- **EXERCISE DIRECTIONS**:
Return, word for word, only the lines from the one containing "photo of lamb" through the last line of the entries.

┌──

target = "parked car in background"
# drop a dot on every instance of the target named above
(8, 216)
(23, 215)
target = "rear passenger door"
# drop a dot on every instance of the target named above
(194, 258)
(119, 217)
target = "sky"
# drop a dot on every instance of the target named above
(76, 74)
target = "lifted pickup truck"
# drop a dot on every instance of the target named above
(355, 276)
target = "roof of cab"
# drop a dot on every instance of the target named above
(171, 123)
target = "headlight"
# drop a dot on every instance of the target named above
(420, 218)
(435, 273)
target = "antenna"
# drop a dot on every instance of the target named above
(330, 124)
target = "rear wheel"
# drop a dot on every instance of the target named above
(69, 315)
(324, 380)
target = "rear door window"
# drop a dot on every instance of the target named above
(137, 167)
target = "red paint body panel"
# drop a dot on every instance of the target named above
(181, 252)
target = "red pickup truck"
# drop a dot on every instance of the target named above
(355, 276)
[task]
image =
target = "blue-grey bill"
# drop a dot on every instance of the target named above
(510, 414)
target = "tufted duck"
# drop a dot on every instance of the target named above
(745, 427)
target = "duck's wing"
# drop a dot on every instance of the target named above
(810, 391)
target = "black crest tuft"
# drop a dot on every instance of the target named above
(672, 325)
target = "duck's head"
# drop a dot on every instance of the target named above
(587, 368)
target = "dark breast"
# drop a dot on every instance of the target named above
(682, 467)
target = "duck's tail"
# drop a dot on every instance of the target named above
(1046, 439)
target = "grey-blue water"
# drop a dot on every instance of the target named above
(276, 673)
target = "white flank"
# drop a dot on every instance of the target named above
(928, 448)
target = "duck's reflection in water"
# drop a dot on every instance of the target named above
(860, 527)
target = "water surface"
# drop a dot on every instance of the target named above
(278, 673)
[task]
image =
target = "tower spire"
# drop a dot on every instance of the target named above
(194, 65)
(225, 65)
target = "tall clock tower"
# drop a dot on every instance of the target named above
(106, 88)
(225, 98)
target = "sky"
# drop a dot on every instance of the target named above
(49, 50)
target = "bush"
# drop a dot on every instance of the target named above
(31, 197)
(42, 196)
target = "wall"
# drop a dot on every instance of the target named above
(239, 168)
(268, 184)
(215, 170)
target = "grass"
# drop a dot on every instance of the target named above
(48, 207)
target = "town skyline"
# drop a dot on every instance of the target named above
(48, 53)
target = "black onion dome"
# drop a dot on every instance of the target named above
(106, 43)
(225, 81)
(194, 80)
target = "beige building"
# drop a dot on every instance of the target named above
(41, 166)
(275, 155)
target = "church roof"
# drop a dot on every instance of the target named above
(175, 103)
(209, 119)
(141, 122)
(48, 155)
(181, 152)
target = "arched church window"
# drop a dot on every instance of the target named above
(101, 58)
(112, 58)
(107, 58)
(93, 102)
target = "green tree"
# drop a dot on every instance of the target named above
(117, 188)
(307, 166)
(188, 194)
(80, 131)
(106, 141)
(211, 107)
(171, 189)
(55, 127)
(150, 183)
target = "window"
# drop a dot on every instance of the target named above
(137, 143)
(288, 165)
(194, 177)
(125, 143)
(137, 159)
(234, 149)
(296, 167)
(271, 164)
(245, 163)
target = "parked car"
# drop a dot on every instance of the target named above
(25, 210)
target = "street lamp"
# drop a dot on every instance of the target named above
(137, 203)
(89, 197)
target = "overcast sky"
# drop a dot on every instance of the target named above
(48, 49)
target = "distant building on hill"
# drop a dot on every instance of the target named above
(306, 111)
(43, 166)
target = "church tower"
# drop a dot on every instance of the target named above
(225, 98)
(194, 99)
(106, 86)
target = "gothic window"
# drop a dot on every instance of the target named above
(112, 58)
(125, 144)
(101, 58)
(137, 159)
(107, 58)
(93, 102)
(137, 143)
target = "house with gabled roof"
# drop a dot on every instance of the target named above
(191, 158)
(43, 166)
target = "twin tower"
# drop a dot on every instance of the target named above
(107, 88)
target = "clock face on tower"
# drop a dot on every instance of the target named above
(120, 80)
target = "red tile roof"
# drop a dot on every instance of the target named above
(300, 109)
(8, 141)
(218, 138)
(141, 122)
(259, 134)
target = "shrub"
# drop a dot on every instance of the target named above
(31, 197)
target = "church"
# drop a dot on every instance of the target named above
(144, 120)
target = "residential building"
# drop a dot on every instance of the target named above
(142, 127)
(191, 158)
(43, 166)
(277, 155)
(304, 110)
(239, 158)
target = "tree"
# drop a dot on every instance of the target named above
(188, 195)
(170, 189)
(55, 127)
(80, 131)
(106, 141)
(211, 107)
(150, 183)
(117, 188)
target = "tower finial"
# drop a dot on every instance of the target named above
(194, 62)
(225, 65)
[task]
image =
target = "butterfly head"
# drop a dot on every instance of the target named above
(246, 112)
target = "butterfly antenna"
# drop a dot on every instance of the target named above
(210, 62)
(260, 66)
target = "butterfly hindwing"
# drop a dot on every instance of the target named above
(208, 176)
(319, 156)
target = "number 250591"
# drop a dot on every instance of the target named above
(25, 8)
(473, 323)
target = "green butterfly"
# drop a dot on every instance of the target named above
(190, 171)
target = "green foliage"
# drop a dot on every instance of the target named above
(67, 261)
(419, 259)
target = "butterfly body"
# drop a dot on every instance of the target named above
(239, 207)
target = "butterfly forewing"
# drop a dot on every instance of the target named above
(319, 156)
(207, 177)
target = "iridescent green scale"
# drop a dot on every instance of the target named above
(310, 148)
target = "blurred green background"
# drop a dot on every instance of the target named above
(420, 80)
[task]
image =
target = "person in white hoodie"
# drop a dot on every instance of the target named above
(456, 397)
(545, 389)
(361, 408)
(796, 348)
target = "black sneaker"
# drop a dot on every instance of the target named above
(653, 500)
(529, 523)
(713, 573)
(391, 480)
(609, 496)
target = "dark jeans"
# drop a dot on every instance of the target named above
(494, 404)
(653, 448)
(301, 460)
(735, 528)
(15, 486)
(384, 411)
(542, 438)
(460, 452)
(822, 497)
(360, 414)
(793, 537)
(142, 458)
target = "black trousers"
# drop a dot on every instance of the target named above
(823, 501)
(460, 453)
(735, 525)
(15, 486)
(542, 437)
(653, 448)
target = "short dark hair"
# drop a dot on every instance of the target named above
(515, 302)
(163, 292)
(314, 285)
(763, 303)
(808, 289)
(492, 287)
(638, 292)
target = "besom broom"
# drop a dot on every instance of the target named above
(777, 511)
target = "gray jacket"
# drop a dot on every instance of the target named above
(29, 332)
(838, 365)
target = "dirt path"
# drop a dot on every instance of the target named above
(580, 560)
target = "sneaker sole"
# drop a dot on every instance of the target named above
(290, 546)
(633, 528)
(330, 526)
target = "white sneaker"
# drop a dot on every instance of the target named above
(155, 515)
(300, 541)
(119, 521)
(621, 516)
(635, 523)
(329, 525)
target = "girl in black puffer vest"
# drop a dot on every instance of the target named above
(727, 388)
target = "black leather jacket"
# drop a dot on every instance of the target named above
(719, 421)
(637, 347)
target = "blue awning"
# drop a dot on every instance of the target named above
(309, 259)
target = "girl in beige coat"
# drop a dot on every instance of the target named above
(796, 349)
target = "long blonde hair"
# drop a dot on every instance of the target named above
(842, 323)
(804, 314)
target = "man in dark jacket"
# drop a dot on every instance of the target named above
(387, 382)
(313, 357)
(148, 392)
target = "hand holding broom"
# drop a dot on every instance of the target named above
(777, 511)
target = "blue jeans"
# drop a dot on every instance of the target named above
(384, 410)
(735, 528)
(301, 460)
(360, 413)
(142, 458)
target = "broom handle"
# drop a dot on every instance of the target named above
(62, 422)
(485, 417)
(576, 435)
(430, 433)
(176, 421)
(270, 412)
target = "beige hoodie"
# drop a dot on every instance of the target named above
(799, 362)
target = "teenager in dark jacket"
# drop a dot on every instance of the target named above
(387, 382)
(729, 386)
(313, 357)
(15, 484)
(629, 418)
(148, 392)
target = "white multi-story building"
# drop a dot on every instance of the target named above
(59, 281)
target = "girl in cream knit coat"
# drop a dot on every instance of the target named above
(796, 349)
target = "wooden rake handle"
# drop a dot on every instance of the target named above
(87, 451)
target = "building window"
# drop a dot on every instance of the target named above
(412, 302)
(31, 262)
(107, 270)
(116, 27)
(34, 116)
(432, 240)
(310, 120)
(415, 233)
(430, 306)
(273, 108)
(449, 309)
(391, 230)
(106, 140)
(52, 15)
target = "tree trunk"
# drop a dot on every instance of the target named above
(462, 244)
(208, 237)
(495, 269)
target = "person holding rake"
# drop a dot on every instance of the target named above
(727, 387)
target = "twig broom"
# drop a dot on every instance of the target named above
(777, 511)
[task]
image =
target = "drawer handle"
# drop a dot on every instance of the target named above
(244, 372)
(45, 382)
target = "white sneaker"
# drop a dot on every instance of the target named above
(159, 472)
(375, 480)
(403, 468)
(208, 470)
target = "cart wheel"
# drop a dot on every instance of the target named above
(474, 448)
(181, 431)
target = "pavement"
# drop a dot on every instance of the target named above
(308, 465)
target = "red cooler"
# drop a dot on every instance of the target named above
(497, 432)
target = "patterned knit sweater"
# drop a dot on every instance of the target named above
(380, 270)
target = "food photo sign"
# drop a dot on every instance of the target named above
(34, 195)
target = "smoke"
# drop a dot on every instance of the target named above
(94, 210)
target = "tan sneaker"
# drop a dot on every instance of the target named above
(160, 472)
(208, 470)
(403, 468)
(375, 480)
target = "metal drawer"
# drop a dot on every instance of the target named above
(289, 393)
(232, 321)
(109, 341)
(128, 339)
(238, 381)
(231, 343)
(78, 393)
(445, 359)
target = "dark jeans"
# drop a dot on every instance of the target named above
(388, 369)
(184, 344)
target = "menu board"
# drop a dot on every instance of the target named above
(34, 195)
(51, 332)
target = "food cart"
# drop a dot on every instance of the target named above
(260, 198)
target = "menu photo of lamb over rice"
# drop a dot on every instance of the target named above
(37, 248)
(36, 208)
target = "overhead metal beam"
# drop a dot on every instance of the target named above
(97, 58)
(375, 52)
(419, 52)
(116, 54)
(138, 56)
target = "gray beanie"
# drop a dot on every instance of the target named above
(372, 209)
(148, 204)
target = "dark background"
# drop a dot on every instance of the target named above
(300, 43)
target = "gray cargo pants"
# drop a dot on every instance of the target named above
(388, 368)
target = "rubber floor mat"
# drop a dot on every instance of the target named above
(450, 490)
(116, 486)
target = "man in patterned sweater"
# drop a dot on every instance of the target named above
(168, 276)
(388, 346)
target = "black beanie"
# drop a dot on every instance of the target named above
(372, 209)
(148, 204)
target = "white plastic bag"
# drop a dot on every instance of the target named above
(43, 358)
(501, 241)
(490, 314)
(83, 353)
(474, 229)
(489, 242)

└──

- **TASK SOLUTION**:
target = "menu photo of lamb over rice"
# drop a dot on every instance of the target named above
(37, 248)
(36, 208)
target = "overhead metal beam"
# drop a dot on every instance of the target named above
(97, 58)
(375, 52)
(419, 52)
(116, 54)
(138, 56)
target = "gray beanie"
# drop a dot on every instance of the target named above
(372, 209)
(148, 204)
target = "dark background"
# drop a dot on every instance of the target named above
(300, 43)
target = "gray cargo pants"
# drop a dot on every instance of the target named above
(388, 368)
target = "rubber floor mat"
# drop a dot on every instance of the target named above
(450, 490)
(116, 486)
target = "man in patterned sweater"
# drop a dot on every instance of the target named above
(168, 276)
(388, 346)
target = "black beanie"
# drop a dot on every instance of the target named above
(372, 209)
(148, 204)
target = "white plastic bag"
# drop a dot on every instance of the target named above
(43, 358)
(501, 241)
(490, 314)
(83, 353)
(474, 229)
(489, 242)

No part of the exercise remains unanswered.